- [SOURCE TEXT]:
The first conversation I ever had about Ophelia, the doomed and lovely girlfriend of Shakespeare’s Hamlet, was about Taylor Swift and went something like this:
“I’m just saying, her stuff is like – I don’t know, candy music. For, you know, Ophelias. It’s shallow.”
And then I came in, nodding like I knew anything about Hamlet, because I considered myself much too sophisticated for Taylor Swift. “Yeah, totally.”
When I finally did read Hamlet, it was in drama class, and the girl selected to read Ophelia’s lines aloud adopted a Minnie Mouse voice that made everyone snicker. “I do not know, my lord, what I should think!” she exclaimed, batting her eyelashes and tilting her head from side to side. After class, we made up a Hamlet drinking game, which included “take a shot every time Ophelia weeps.” We decided we would die of alcohol poisoning.
“All I’m saying,” my friend Josh said, “is that you know you’re a pathetic character when you’re so passive that they can’t figure out if you drowned yourself or if you fell into a river.”
Elsewhere, Ophelia is shorthand for the same image we created in Drama class: moody, naïve, vain, melodramatic. Parenting books invoke her name when instructing on dealing with troubled teenage daughters. Online, she’s described as “the most static and one-dimensional” character in the play. While a Google Images search yields hundreds of beautiful paintings of her drowning, it is surprisingly difficult to find a discussion of Ophelia outside of how Hamlet perceives her. To quote one critic, “we can imagine Hamlet’s story without Ophelia, but Ophelia literally has no story without Hamlet.”

- [EXTRACTED DATA]:
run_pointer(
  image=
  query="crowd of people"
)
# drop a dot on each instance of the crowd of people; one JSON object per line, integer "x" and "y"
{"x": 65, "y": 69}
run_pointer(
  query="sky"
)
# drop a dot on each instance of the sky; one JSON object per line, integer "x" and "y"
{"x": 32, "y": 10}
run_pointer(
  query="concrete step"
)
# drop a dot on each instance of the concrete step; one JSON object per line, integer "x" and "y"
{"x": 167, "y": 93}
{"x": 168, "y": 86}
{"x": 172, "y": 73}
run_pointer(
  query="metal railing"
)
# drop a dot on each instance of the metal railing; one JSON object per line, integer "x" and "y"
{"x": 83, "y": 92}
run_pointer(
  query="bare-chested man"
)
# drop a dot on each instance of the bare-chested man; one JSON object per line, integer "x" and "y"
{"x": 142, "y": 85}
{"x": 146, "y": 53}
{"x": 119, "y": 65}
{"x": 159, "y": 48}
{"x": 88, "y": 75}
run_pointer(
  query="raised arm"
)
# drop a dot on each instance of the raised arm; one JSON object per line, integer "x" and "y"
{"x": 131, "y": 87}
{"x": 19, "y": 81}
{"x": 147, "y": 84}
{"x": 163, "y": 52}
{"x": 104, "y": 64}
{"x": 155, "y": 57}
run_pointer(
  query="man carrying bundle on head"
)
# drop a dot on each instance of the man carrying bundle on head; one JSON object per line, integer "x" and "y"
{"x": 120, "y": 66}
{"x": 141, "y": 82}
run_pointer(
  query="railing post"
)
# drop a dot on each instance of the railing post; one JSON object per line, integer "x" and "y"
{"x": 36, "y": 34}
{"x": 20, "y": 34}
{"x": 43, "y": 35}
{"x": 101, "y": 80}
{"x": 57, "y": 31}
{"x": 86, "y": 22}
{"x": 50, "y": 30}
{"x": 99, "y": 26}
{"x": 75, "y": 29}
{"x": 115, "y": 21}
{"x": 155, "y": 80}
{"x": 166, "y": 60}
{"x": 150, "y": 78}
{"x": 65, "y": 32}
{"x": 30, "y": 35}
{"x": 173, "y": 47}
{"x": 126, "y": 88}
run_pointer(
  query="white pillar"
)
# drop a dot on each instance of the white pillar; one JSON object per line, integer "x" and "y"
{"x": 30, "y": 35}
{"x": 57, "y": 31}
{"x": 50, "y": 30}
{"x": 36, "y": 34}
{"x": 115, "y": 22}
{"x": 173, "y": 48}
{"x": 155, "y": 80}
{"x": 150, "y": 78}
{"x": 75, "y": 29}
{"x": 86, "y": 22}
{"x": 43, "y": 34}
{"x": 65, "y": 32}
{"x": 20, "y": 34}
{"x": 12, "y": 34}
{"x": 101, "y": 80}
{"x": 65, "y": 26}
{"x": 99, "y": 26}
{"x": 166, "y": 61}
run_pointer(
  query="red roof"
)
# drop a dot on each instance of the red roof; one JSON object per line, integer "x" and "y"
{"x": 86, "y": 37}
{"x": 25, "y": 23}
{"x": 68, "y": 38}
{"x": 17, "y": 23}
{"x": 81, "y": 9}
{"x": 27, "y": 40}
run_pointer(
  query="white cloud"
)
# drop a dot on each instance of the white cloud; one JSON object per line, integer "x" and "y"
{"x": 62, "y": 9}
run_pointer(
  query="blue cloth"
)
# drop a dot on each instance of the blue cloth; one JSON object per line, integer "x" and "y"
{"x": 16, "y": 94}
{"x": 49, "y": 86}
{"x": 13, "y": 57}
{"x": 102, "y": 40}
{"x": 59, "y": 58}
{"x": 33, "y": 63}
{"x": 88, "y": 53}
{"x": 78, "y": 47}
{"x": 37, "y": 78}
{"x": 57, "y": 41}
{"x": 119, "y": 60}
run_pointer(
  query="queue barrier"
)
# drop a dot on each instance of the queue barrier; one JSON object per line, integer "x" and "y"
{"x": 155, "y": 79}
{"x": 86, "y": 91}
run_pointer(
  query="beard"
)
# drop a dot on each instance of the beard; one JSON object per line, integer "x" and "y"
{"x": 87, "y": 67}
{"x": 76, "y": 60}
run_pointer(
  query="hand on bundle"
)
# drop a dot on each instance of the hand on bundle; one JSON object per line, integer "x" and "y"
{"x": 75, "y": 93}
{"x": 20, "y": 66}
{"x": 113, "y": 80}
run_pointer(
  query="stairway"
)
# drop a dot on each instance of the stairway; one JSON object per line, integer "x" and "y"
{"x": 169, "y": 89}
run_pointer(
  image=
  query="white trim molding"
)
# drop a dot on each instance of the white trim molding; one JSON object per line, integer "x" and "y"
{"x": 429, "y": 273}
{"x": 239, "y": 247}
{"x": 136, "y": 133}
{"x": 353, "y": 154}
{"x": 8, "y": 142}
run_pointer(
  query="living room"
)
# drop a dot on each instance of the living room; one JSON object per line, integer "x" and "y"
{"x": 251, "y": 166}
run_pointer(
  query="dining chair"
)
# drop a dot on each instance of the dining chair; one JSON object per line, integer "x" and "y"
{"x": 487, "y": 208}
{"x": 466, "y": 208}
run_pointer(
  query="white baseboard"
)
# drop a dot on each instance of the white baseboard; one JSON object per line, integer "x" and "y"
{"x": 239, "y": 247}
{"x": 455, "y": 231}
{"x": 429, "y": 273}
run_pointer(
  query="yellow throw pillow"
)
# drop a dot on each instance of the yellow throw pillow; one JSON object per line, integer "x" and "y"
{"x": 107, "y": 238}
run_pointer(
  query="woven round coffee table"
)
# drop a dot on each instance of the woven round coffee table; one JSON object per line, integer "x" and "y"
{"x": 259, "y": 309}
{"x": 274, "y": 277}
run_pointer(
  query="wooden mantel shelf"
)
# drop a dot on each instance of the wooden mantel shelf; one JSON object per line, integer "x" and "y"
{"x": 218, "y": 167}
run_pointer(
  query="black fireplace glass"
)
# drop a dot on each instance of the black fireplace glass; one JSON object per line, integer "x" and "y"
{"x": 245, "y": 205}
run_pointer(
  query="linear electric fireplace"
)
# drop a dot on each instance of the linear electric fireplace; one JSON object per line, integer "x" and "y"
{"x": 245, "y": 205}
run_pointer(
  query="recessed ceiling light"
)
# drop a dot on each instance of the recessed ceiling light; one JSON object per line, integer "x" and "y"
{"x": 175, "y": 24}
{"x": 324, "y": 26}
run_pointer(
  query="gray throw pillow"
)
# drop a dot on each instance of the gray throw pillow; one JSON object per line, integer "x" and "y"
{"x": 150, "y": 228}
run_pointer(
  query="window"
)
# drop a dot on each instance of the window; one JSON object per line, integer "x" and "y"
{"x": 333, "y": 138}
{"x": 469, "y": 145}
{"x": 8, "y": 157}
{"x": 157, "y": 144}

- [DESCRIPTION OF THE TASK]: Copy out the full passage about Ophelia from above, word for word.

- [FULL RESPONSE]:
The first conversation I ever had about Ophelia, the doomed and lovely girlfriend of Shakespeare’s Hamlet, was about Taylor Swift and went something like this:
“I’m just saying, her stuff is like – I don’t know, candy music. For, you know, Ophelias. It’s shallow.”
And then I came in, nodding like I knew anything about Hamlet, because I considered myself much too sophisticated for Taylor Swift. “Yeah, totally.”
When I finally did read Hamlet, it was in drama class, and the girl selected to read Ophelia’s lines aloud adopted a Minnie Mouse voice that made everyone snicker. “I do not know, my lord, what I should think!” she exclaimed, batting her eyelashes and tilting her head from side to side. After class, we made up a Hamlet drinking game, which included “take a shot every time Ophelia weeps.” We decided we would die of alcohol poisoning.
“All I’m saying,” my friend Josh said, “is that you know you’re a pathetic character when you’re so passive that they can’t figure out if you drowned yourself or if you fell into a river.”
Elsewhere, Ophelia is shorthand for the same image we created in Drama class: moody, naïve, vain, melodramatic. Parenting books invoke her name when instructing on dealing with troubled teenage daughters. Online, she’s described as “the most static and one-dimensional” character in the play. While a Google Images search yields hundreds of beautiful paintings of her drowning, it is surprisingly difficult to find a discussion of Ophelia outside of how Hamlet perceives her. To quote one critic, “we can imagine Hamlet’s story without Ophelia, but Ophelia literally has no story without Hamlet.”